**Problem requirements**
Rescale the rows starting with the row that contains "idler wheel in the photo above." and going on through the end of the rows, and give only those rows. Repeat each of them, requests included, with every point coordinate in the answers multiplied by 2.55 and rounded to a whole number, halves rounding up.

**Record set**
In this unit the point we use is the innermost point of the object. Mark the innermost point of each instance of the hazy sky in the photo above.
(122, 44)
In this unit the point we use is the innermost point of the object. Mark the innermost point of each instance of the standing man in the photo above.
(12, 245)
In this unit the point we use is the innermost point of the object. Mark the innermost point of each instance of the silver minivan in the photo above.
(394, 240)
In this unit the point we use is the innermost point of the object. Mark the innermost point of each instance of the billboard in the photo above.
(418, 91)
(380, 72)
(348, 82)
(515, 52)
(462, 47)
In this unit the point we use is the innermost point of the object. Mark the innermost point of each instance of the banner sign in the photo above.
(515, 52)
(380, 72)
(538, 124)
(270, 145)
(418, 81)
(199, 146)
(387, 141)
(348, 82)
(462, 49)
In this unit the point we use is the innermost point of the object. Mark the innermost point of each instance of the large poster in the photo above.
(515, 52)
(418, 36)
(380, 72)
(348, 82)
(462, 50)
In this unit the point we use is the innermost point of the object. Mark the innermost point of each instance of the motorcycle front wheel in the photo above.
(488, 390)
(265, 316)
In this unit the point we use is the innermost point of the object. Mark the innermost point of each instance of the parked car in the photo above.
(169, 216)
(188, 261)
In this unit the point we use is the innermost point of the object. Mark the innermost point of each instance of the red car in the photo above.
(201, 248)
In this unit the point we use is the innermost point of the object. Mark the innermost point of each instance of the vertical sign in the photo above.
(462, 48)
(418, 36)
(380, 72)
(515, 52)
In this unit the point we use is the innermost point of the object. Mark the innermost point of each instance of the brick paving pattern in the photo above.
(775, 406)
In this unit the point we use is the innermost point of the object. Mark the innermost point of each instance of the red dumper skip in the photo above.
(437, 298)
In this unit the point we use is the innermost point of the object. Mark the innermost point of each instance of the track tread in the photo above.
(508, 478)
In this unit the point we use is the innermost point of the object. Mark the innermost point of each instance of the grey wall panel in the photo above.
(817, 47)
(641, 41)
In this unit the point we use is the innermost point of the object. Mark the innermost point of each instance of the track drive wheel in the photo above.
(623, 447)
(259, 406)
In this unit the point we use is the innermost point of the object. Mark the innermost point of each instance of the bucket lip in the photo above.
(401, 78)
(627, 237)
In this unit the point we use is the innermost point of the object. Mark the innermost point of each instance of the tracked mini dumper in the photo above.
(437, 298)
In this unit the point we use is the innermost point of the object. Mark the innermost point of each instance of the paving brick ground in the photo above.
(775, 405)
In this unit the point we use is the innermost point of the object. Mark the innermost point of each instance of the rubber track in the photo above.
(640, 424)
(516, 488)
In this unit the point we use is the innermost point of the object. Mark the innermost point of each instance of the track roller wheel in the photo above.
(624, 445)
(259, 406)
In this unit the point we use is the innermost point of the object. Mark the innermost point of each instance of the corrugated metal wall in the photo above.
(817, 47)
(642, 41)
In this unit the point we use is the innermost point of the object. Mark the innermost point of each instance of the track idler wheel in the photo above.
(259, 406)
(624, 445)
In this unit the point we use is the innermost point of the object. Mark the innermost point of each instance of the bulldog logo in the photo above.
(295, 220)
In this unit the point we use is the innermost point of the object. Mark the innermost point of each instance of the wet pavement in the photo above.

**Exercise solution**
In this unit the point we use is the innermost point of the object. Mark the innermost point of each instance of the track idler wheel in the photo above.
(660, 1035)
(1591, 1135)
In this unit the point we use is the innermost point of the object. Mark the innermost point of each instance of the bulldog logo in the photo above.
(752, 561)
In this unit the point we use is the innermost point of the object. Mark the innermost point of each instance of the wet pavement in the photo above.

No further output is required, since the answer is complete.